### Yapılacak Görev:
İyi bir iletişimci olmanın ilkelerini ele alan metni, son cümlesinin ardından sürdürün.

### Metin:
------------------------------

Home » » İYİ BİR İLETİŞİMCİ OLMAK İÇİN DÖRT TEMEL İLKE

İYİ BİR İLETİŞİMCİ OLMAK İÇİN DÖRT TEMEL İLKE

               İletişimde bulunduğunuz insanların sizde hoş göremeyeceği yalnızca dört şey vardır;
1- Hazırlıksız olmak Konuştuğunuz konuyu bilin.
2- Rahat olmamak   Kendiniz rahat olun, diğerlerini de rahatlatın. İnsanlar sizin yanınızda kendilerini rahat hissetmeliler. Siz rahatladığınızda, dinleyicileriniz de rahatlar ve bu da onların yaptığınız esprilerden daha iyi etkilenmelerini sağlar. Onlara hafifçe dokunun.
3- İlginç olamamak  Sıkıcı olmayın. Farklı düşünün. Farklı okuyun.
4- Suya sabuna dokunmamak  Tavır alın, kararlı olun.
İyi bir iletişimci olmak için, söylediğiniz şeye ve onu söyleyiş biçiminize biraz kişilik ve duygu katmalısınız.
İNSANLARI ETKİLEMEDE ÜÇLÜ FORMÜL
İnsanlar sineklerin bala duydukları açlık gibi bazı şeylere açlık duyarlar.
Amerikanın tanınmış eğitim bilimcisi John Dewey insanın en derin isteğinin, “değer ve önem sahibi olma isteği olduğunu” söyler.
Kabul-Onay ve Değerinin başkalarınca bilinmesi İnsanın içini kemiren açlıkların, susuzlukların en şiddetlisidir. İnsanların bu açlığını ve susuzluğunu tatmin etmeyi bilen çok ender insanlar, başkalarını avuçlarının içinde tutarlar.
İnsanları en son moda elbise giymeye, en yeni otomobili kullanmaya, çocuklarından övünerek söz etmeye sevk eden, bu duygu ve isteklerdir.
Yazarlara ölmez yapıtlarını yazdıran, Bill Gates, Rockefeller, Koç ve Sabancıları zengin olmaya teşvik eden neden de aynıdır.
Bir takım delikanlıları gangster olmaya yönelten de bu duygu ve isteklerden başka bir şey değildir. Eğer  bu üç davranış durumunu hayatımızda uygulayabilirsek hayatta neleri elde edebileceğimize şaşarız.
1-KABUL
Kabul, bir vitamindir. Hepimiz, olduğumuz gibi kabul edilmeye açlık duyarız. Birlikte olduğumuzda gevşeyebileceğimiz birini isteriz. Pek azımız genel olarak dış dünyayla ilişkilerimizde tamamen “kendimiz” olma cesaretini gösteririz. Ancak yanındayken kendimiz olabileceğimiz, birlikteyken kendimiz olmayı göze alabileceğimiz birini isteriz, zira onun bizi kabul edeceğini biliriz.
Gariptir, başkalarını kabul eden ve onları oldukları gibi beğenenler, başkalarının davranışlarını iyi yönde değiştirmede en başarılı olanlardır.

------------------------------

### Veri Kesiti:
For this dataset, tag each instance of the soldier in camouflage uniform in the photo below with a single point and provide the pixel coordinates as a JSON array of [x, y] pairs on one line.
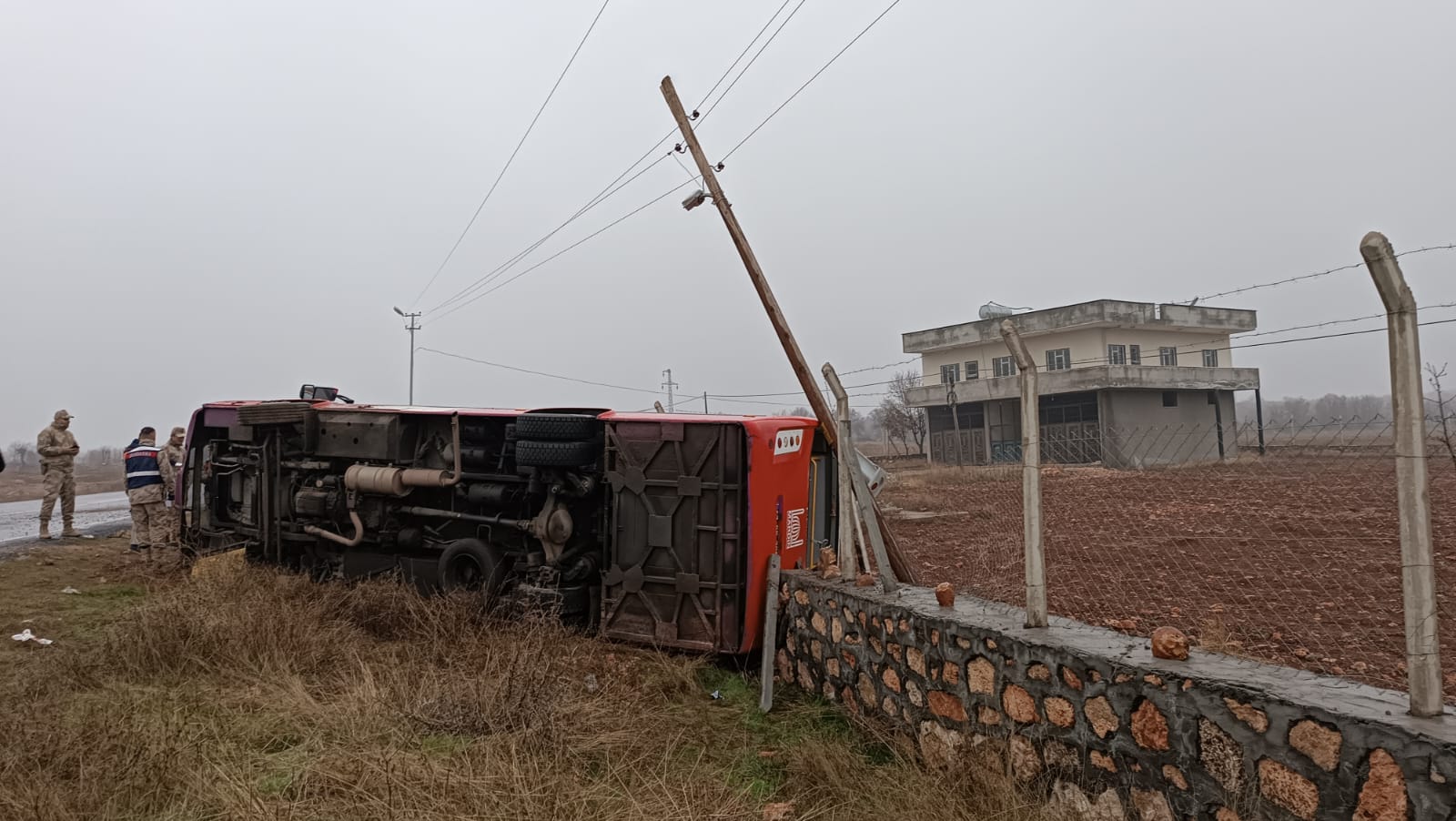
[[172, 459], [57, 447], [149, 483]]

------------------------------

### Görev Yanıtı:
      Başka insanların nasıl davranmaları gerektiği üzerine katı kişisel kurallar oluşturmayınız. Karşınızdakine “kendi olma hakkını” tanıyınız. Biraz tuhaf bir insansa, bırakın öyle olsun. Sizin her yaptığınızı yapmasını  ve her beğendiğinizi beğenmesini beklemeyiniz. Sizin yanınızdayken rahatlamasını sağlayın.
Bir psikologun ifade ettiği gibi, “Hiç kimse, bir diğerini yeniden biçimlendirme kudretine sahip değildir ancak, karşınızdakini olduğu gibi beğenmekle, ona kendisini değiştirme gücünü vermiş olursunuz.”
Psikanalistler insanların daha iyi olmalarına nasıl yardım ederler? Hasta kendisini olduğu gibi kabul edecek birisini bulmuştur. Yaşamında ilk kez; korkularını, utandığı şeyleri açığa çıkarır ve doktor da şaşkınlık, dehşet ve ahlaki yargılama göstermeksizin dinler. Tüm “utanç verici” özelliklerine ve kusurlarına rağmen onu  kabul eden bir insan oğlu bulduğu için, kendisini kabul edilebilir görür ve yeniden daha iyi bir yaşama doğru yoluna devam eder.
Bir psikanalistin dediği gibi:“Eğer insanlar “kabul”konusunu gerçekten uygulasa, çok kısa sürede işimizden oluruz.”  
Herkesin açlığını duyduğu birinci sihirli şey kabuldür. Tüm dünyaya karşı duran, insanların en acımasızı dahi, kendisinin kabul görmesine gereksinim duyar. Örneğin;
Hitler etrafına kendisini beğenmekte olan insanlardan ufak bir gurup toplar ve her gittiği yere onları da beraberinde götürürdü.
Gençlik çeteleri; toplumun başka kesimlerince yada ailelerince kabul görmeyen bu çocukların, çete üyelerince kabul görerek biraz kişisel önem, biraz da ait olma duygusu kazanmaları sonucu ortaya çıkmaktadır.
  İnsanları oldukları gibi kabul ederseniz onlar sizden şu beş mesajı almış olurlar:
1-Ben varım.
  2-Ben doğalım
  3-Seviliyorum
4-Değerliğim.
      5-Güvenebilirim.
  Eğer oldukları gibi kabul etmezseniz bunların tersini algılarlar.
 1-Ben yokum
           2-Ben doğal değilim.
     3-Sevilmiyorum.
      4-Değerli değilim.
  5-Güvenemem.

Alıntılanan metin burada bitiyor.